---- Extract to read
Metropolis Street Racer (MSR) is a racing video game developed by Bizarre Creations and published by Sega exclusively for Dreamcast. The game was intended to be a Dreamcast launch title, however, due to numerous delays it was not released in Europe until November 2000, with a North American version following in January 2001. A Japanese version was in development and briefly offered for online reservation in January 2001 with an expected release date of 22 February 2001, but ultimately canceled after Sega discontinued support for Dreamcast. The game is the first entry in Bizarre Creations' Project Gotham Racing series.

As well as being an early example of an open world racing game, Metropolis Street Racer is notable for introducing the "Kudos" system (whereby players are rewarded for racing stylishly as well as quickly) into video games, and for its detailed and accurate recreations of the cities of London, Tokyo and San Francisco. Music for the game was composed by Richard Jacques, and delivered via nine fictional radio stations (three for each city), similar to the Grand Theft Auto series. The day/night time spectrum during game play is realistic, in that the game uses the internal clock of the Dreamcast to calculate the present time in each city. Play at 8AM in England, for example, and the San Francisco races will all be at night (12 AM).
--------
* [Goal]: Continue the article on the Dreamcast racing game Metropolis Street Racer, picking up after its last sentence.
---- Collected material
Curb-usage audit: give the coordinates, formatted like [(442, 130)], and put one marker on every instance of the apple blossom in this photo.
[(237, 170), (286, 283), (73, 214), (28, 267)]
--------
* [Exercise result]:
A selling point of Metropolis Street Racer was the large number of tracks available (262 in total), created by blocking off certain areas of the city to lead the player around specific roads and paths. However, only a small number are available at the start of play and most are unlocked by playing through the single player mode.

Gameplay
Gameplay in MSR is centred around the single-player mode, with tracks and cars in the multiplayer mode being unlocked at the same time as in the single-player game. The premise is that, as a street racer, the player must impress other drivers with quick but stylish driving in a series of challenges. These challenges are in sets of ten (called Chapters - there are 25 in total), with completion of all challenges opening the next chapter (assuming the player has enough Kudos, see below) and unlocking a new car. Each challenge is on a different track, and unlocking a challenge unlocks that track in the time-attack and multiplayer modes.

Challenges
 Hotlap: Race solo around a track - typically three laps - and attempt to beat a specific time. An alternate version records the average time for all laps.
 One-on-one: A race (again, usually three laps) against an opponent. The player can give themselves or the computer opponent a head start up to 60 seconds.
 Street Race: A single race against multiple opponents.
 Championship: A four-race series against three opponents. Points are received based on the player's position at the end of each race. Usually this is the last challenge in the chapter.
 Challenge: A race with custom rules, such as passing a certain number of cars within a time limit.

Some challenges (usually the Challenge category) have a time unlock, which allows secret cars or cheats to be unlocked by completing the challenge during a certain time. The challenge can still be completed at a different time, but doing so will not unlock the reward.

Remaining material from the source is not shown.